What you are asked to do. Restrict the output to the lines below starting at the one that contains "Exercise. Point out the office" and ending at the one that contains "Exercise. Point out the man's ear", and restate them word for word, both ends included.

(Extracted data entries)
_ _ _ _

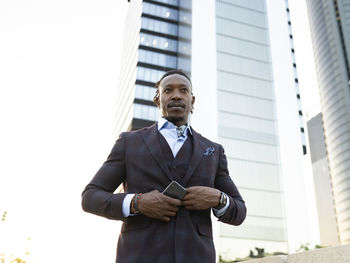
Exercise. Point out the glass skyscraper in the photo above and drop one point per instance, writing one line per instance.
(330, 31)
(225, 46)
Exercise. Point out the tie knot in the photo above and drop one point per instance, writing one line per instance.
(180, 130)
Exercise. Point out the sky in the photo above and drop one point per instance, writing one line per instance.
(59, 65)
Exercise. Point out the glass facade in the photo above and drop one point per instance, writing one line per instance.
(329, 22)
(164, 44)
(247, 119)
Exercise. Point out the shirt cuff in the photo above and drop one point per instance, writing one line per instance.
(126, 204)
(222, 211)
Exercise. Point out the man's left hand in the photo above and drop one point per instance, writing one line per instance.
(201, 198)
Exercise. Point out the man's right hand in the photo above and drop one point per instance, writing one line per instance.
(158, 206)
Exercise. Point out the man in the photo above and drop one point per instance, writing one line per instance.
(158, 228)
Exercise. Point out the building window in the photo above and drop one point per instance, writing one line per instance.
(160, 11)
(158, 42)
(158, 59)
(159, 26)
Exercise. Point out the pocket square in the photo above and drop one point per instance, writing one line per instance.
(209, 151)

_ _ _ _

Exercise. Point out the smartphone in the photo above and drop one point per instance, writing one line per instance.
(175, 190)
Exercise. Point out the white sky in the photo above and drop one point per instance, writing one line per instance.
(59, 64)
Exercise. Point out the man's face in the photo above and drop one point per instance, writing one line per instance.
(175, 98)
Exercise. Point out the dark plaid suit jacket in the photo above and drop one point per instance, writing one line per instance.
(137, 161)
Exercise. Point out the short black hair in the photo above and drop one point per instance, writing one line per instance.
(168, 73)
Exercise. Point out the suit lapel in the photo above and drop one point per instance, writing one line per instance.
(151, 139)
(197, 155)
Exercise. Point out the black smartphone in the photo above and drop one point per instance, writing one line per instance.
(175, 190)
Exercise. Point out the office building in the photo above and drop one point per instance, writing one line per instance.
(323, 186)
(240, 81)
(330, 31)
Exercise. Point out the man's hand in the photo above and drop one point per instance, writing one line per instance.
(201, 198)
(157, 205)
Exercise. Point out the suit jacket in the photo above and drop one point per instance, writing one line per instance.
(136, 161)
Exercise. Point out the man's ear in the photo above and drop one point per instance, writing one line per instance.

_ _ _ _

Expected answer.
Exercise. Point out the office building in the photo above and drop one point per instance, writing one line per instance.
(323, 186)
(240, 81)
(330, 31)
Exercise. Point out the man's hand in the photo above and drop one point per instance, writing one line per instance.
(201, 198)
(157, 205)
Exercise. Point out the suit jacket in the photo above and drop one point per instance, writing one line per instance.
(136, 161)
Exercise. Point out the man's ear in the photo above and drop one point per instance, writing one line per instance.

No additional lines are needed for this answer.